# Start of PROVIDED RECORDS

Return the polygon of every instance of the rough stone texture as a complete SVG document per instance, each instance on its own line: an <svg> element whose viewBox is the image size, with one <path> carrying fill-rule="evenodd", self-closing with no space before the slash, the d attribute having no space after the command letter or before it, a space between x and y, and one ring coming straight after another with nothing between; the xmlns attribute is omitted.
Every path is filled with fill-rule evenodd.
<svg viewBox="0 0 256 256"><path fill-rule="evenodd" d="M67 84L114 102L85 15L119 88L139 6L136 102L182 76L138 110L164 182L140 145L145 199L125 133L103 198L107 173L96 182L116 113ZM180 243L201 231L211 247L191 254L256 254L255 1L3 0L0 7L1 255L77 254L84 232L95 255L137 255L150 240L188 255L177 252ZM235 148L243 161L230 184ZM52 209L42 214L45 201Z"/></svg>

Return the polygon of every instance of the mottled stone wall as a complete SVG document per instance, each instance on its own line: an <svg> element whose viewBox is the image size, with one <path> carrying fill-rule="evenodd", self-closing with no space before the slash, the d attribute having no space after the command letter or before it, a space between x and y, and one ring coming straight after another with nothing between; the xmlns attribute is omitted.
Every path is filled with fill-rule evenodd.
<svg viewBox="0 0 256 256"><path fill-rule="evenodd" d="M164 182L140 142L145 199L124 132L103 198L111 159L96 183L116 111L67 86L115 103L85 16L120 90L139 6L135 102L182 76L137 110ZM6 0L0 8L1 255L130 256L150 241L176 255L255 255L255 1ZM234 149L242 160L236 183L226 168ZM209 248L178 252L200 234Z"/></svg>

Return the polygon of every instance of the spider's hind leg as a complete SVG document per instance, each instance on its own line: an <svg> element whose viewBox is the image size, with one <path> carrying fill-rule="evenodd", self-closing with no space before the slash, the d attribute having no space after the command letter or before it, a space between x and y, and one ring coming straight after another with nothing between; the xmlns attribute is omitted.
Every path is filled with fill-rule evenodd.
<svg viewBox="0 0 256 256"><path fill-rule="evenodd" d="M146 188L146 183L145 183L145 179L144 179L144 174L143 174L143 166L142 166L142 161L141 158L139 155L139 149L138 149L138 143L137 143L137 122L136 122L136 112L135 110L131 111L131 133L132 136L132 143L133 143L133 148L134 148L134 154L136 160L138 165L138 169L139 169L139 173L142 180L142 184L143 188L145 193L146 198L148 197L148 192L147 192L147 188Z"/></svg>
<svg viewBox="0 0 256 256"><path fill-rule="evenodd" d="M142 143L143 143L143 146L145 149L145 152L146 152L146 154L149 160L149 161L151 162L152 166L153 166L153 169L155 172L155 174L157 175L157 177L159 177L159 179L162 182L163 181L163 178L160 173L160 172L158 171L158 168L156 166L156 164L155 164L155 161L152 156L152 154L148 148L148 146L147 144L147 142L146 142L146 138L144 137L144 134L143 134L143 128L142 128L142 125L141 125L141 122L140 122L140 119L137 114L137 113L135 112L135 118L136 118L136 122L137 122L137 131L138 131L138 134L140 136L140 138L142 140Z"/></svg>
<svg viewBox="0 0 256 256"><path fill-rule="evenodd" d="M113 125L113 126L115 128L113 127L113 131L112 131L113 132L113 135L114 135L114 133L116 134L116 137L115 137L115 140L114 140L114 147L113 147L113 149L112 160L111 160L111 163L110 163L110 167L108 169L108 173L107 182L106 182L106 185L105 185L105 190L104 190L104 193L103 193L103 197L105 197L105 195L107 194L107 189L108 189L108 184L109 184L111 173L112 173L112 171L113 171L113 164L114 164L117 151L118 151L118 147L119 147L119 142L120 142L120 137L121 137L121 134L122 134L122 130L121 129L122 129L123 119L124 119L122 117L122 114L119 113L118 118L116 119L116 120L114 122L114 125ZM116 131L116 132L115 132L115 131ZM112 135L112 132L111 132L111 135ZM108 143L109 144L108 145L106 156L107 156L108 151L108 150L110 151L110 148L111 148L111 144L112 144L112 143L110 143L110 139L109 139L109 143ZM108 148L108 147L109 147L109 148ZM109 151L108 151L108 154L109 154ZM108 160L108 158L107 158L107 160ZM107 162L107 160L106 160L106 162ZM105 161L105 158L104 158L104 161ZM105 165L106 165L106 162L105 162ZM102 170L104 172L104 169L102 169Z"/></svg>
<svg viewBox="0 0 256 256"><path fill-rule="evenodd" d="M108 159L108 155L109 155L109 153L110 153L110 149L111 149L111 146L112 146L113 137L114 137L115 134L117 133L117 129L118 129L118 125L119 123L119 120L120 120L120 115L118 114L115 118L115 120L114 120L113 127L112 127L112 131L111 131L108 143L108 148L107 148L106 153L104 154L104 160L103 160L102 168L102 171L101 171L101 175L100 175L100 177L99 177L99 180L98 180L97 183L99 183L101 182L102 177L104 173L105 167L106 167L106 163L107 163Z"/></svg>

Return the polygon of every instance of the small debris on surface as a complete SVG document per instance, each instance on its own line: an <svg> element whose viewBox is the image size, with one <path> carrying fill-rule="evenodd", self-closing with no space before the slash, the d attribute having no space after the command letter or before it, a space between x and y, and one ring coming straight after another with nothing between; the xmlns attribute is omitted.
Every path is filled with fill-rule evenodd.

# End of PROVIDED RECORDS

[EXERCISE GOAL]: Rewrite the data from the line containing "Return the polygon of every instance of the small" through the end, with that line included, replacing "small debris" with "loose gravel" and leaving everything else unchanged.

[THE COMPLETED TASK]:
Return the polygon of every instance of the loose gravel on surface as a complete SVG document per instance, each instance on its own line: an <svg> element whose viewBox is the image size, with one <path> carrying fill-rule="evenodd", self-closing with no space before the slash, the d attribute having no space after the command letter or before it, a space between x and y, and one ring coming straight after another with nothing between; the xmlns attribute is omitted.
Every path is filled with fill-rule evenodd.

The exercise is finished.